[Task objective]:
Lines from the line with "Where can the dark" to the line with "Target: sheep back" in the entries below, and only those, must be output exactly, with both ends included.

[Listed records]:
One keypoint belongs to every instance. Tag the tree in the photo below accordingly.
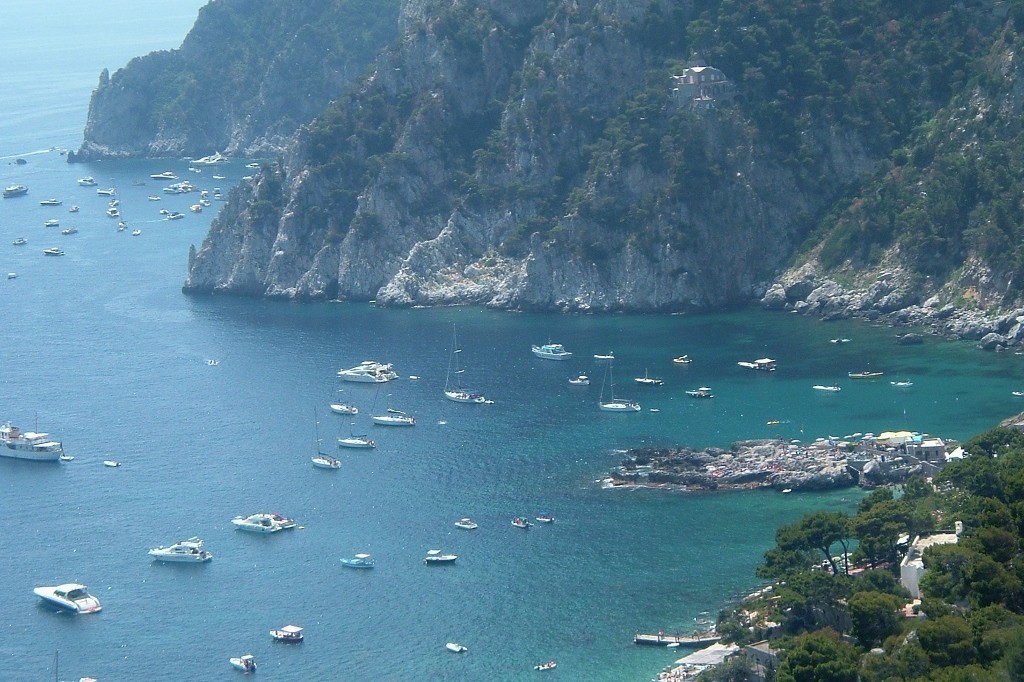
(876, 615)
(819, 656)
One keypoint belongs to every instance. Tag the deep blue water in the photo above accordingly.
(100, 348)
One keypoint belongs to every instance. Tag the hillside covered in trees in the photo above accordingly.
(837, 607)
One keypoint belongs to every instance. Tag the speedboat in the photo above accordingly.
(71, 597)
(323, 461)
(356, 441)
(28, 444)
(183, 551)
(646, 380)
(369, 372)
(287, 634)
(436, 557)
(361, 560)
(256, 523)
(393, 418)
(246, 664)
(551, 351)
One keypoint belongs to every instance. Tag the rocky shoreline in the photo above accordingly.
(749, 464)
(898, 299)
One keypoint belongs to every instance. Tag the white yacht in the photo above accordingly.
(356, 441)
(369, 372)
(551, 351)
(70, 596)
(257, 523)
(435, 557)
(184, 551)
(393, 418)
(28, 444)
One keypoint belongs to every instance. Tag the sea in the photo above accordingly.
(214, 407)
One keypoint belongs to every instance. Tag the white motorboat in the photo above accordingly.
(323, 461)
(613, 403)
(183, 551)
(435, 557)
(453, 389)
(257, 523)
(551, 351)
(71, 597)
(356, 441)
(28, 444)
(647, 380)
(361, 560)
(292, 634)
(369, 372)
(393, 418)
(761, 365)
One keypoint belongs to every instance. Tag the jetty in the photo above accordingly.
(665, 639)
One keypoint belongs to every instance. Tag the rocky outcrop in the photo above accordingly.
(246, 77)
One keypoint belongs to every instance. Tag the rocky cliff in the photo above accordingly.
(245, 78)
(543, 155)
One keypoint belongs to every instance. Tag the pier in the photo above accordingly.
(664, 639)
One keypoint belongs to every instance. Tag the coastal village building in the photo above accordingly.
(912, 565)
(700, 87)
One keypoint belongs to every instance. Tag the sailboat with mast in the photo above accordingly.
(453, 387)
(613, 403)
(321, 459)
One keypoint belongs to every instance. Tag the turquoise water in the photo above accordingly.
(101, 348)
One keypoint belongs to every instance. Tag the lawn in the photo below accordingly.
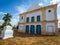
(27, 39)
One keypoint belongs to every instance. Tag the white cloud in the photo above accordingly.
(54, 1)
(21, 8)
(2, 13)
(1, 21)
(41, 4)
(14, 20)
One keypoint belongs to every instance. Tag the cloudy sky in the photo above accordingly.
(15, 7)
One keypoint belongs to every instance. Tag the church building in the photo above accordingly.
(39, 20)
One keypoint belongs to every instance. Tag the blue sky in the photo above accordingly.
(15, 7)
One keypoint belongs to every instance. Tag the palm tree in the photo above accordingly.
(7, 18)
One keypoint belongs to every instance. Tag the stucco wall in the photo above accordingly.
(35, 14)
(50, 15)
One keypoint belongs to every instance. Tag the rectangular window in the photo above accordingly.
(38, 18)
(27, 20)
(32, 19)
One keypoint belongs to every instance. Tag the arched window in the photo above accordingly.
(27, 19)
(32, 19)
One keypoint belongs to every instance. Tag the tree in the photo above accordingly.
(7, 18)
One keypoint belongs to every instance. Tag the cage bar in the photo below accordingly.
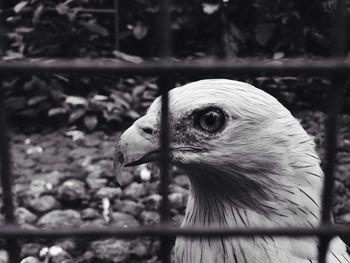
(10, 231)
(101, 11)
(116, 24)
(6, 179)
(335, 102)
(164, 85)
(247, 67)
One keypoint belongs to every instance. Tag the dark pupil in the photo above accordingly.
(210, 118)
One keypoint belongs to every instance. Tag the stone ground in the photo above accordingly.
(65, 179)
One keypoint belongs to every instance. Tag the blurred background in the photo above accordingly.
(65, 126)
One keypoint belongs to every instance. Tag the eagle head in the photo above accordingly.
(249, 161)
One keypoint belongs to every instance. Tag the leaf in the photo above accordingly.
(98, 97)
(75, 100)
(56, 111)
(263, 33)
(15, 103)
(76, 115)
(36, 100)
(210, 9)
(37, 14)
(90, 122)
(19, 7)
(95, 28)
(62, 9)
(10, 55)
(140, 31)
(132, 114)
(138, 90)
(24, 30)
(126, 57)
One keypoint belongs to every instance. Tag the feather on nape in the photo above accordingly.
(260, 169)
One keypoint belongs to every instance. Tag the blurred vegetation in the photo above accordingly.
(49, 29)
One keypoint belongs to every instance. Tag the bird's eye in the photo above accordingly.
(211, 120)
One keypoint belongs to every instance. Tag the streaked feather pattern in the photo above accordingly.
(259, 170)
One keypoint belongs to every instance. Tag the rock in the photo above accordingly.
(140, 249)
(109, 192)
(58, 255)
(124, 220)
(94, 223)
(60, 218)
(72, 191)
(89, 214)
(30, 249)
(24, 216)
(152, 202)
(68, 245)
(128, 176)
(129, 207)
(96, 183)
(54, 178)
(30, 259)
(43, 204)
(135, 191)
(178, 200)
(182, 180)
(173, 188)
(4, 257)
(38, 187)
(111, 250)
(149, 218)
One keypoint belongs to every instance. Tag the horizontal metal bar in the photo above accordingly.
(51, 10)
(325, 66)
(329, 231)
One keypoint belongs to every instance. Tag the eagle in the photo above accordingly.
(250, 164)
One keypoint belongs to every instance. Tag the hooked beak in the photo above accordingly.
(135, 147)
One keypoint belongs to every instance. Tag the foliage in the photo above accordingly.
(228, 28)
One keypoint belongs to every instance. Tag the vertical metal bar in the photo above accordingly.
(165, 85)
(335, 102)
(6, 184)
(116, 24)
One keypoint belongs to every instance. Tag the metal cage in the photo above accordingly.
(336, 67)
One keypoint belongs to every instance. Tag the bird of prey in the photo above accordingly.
(250, 164)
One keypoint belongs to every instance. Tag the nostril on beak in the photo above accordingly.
(120, 157)
(147, 130)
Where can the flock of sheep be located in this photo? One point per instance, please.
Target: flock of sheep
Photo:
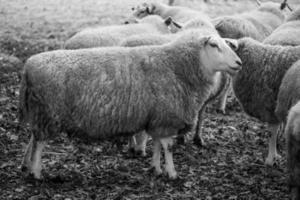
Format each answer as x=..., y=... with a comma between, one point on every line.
x=155, y=74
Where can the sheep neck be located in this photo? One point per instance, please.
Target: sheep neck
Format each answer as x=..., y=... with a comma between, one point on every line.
x=161, y=10
x=257, y=84
x=188, y=68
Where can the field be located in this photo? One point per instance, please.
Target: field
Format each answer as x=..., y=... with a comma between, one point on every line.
x=230, y=166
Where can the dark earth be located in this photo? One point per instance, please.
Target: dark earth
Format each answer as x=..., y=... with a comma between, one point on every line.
x=230, y=165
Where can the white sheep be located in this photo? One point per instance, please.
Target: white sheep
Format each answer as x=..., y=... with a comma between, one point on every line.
x=178, y=13
x=292, y=133
x=289, y=93
x=257, y=24
x=257, y=85
x=112, y=35
x=287, y=33
x=220, y=89
x=117, y=91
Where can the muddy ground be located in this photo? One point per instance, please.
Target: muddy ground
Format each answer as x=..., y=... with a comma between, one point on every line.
x=230, y=166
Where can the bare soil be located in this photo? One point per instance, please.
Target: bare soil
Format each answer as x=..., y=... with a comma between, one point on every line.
x=230, y=166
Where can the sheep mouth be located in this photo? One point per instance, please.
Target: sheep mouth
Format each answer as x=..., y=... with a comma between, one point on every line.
x=236, y=68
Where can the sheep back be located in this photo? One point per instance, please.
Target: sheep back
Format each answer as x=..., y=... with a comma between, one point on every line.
x=256, y=86
x=289, y=91
x=286, y=34
x=145, y=39
x=114, y=34
x=257, y=24
x=106, y=92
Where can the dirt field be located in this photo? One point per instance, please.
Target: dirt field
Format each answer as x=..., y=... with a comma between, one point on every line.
x=231, y=165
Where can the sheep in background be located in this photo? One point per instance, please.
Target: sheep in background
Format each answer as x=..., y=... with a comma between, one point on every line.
x=111, y=92
x=112, y=35
x=292, y=132
x=289, y=93
x=257, y=85
x=287, y=33
x=178, y=13
x=220, y=88
x=257, y=24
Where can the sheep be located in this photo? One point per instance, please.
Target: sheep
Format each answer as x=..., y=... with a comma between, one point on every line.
x=112, y=35
x=287, y=33
x=292, y=133
x=257, y=24
x=288, y=94
x=110, y=92
x=256, y=86
x=178, y=13
x=220, y=89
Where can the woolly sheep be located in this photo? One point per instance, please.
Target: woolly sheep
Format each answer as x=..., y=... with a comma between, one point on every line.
x=289, y=93
x=287, y=33
x=178, y=13
x=117, y=91
x=292, y=132
x=257, y=24
x=112, y=35
x=220, y=89
x=256, y=86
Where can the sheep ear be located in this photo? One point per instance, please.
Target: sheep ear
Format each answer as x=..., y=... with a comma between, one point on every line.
x=233, y=44
x=169, y=20
x=284, y=5
x=150, y=9
x=206, y=40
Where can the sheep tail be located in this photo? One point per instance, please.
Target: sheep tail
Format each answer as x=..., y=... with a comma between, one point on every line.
x=23, y=100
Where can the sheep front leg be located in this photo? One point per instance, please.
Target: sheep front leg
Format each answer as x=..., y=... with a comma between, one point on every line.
x=223, y=98
x=167, y=144
x=156, y=156
x=272, y=154
x=141, y=143
x=198, y=137
x=32, y=159
x=27, y=159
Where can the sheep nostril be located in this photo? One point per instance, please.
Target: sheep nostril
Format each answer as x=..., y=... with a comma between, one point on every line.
x=238, y=62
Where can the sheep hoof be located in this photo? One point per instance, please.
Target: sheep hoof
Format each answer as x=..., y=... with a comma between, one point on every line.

[Solution to this problem]:
Where can the dark earth be located in this photo? One point per instance, please.
Target: dark earth
Format each answer as x=..., y=... with a comma between, one point on every line.
x=230, y=165
Where can the white sheep be located in this photo? One point per instance, please.
Target: white sheep
Format each answer as x=..., y=... with a comma between, one point on every line.
x=178, y=13
x=292, y=133
x=289, y=93
x=257, y=24
x=257, y=85
x=112, y=35
x=287, y=33
x=220, y=89
x=117, y=91
Where can the muddy ground be located in this photo? One point per instance, please.
Target: muddy ground
Format each answer as x=..., y=... with a comma between, one point on every line.
x=230, y=166
Where can the bare soil be located in this photo? One point per instance, please.
Target: bare soil
Format each answer as x=..., y=... with a comma between, one point on every line.
x=230, y=166
Where can the sheep mouth be located in this photo? One point per instance, please.
Target: sheep mouth
Format each answer as x=..., y=... with a comma between, one point on every line.
x=236, y=68
Where can the sheep back be located in this photo? One point per instance, please.
Target: sheep back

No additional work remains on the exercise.